__Problem requirements__: Rewrite the whole listing below as a numbered list, one line per item, and omit any blank lines.

__Raw data__:
--- Begin ---
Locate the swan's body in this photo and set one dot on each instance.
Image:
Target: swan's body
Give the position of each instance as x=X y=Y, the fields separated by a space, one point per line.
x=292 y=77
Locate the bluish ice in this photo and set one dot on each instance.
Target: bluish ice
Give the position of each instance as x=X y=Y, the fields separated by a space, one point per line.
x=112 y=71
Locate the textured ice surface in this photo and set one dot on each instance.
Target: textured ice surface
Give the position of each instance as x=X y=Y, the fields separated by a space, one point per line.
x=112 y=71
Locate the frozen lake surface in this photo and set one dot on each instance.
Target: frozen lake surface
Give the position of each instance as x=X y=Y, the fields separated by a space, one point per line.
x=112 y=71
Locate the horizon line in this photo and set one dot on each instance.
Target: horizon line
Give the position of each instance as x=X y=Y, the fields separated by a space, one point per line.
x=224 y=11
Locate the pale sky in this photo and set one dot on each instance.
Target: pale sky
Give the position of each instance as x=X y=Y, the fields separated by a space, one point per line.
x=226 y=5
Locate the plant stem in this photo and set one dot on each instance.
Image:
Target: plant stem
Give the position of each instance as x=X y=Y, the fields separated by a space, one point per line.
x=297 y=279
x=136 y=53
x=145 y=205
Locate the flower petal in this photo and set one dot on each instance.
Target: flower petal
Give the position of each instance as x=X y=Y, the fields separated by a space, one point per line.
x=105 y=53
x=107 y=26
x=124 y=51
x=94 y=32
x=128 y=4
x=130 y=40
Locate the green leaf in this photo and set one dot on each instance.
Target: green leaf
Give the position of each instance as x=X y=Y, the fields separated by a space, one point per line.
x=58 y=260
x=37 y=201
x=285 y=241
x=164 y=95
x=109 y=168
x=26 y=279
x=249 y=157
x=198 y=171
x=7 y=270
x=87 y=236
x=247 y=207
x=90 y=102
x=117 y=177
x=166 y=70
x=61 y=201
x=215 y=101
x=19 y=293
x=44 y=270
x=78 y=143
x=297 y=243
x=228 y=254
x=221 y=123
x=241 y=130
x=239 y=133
--- End ---
__Correct answer__:
1. Locate the swan's body in this photo and set one dot on each instance.
2. Image:
3. Target: swan's body
4. Give the position of each instance as x=X y=Y, the fields separated by a space, one point per line.
5. x=292 y=77
6. Locate the bluish ice in this photo and set one dot on each instance.
7. Target: bluish ice
8. Give the position of each instance as x=X y=Y, the fields separated by a space, one point per line.
9. x=112 y=71
10. Locate the textured ice surface in this photo and set one dot on each instance.
11. Target: textured ice surface
12. Give the position of each instance as x=X y=Y, the fields separated by a space, one point per line.
13. x=112 y=71
14. Locate the frozen lake surface in this photo and set one dot on each instance.
15. Target: frozen lake surface
16. Give the position of each instance as x=X y=Y, the fields separated by a space, one point per line.
17. x=112 y=71
18. Locate the horizon line in this photo and set one dot on each instance.
19. Target: horizon line
20. Give the position of each instance as x=X y=Y, the fields separated by a space, one point per line.
21. x=224 y=11
22. Locate the pale sky in this photo and set one dot on each instance.
23. Target: pale sky
24. Give the position of each instance as x=X y=Y, the fields separated by a space, one point per line.
25. x=226 y=5
26. Locate the plant stem in this photo and set one dot on each instance.
27. Image:
28. Target: plant stem
29. Give the position of each instance as x=X y=Y, the fields separated by a space, one point per line.
30. x=297 y=279
31. x=136 y=53
32. x=145 y=205
33. Locate the flower petal in this photo and set one dot on each instance.
34. Target: flower petal
35. Give the position of each instance as x=X y=Y, the fields separated by a space, one point per line.
36. x=105 y=53
37. x=107 y=26
38. x=124 y=51
39. x=94 y=32
40. x=128 y=4
41. x=130 y=40
42. Locate the green leaf in this photo and set one dot on each instance.
43. Target: green leaf
44. Give the position of each instance as x=X y=Y, the fields separated by a space, one point per line.
45. x=58 y=260
46. x=37 y=201
47. x=285 y=241
48. x=164 y=95
49. x=109 y=168
50. x=26 y=279
51. x=249 y=157
52. x=198 y=171
53. x=7 y=270
54. x=87 y=236
55. x=247 y=207
56. x=90 y=102
57. x=117 y=177
58. x=166 y=70
59. x=61 y=201
60. x=215 y=101
61. x=19 y=293
62. x=44 y=270
63. x=78 y=143
64. x=297 y=243
65. x=228 y=254
66. x=221 y=123
67. x=241 y=130
68. x=239 y=133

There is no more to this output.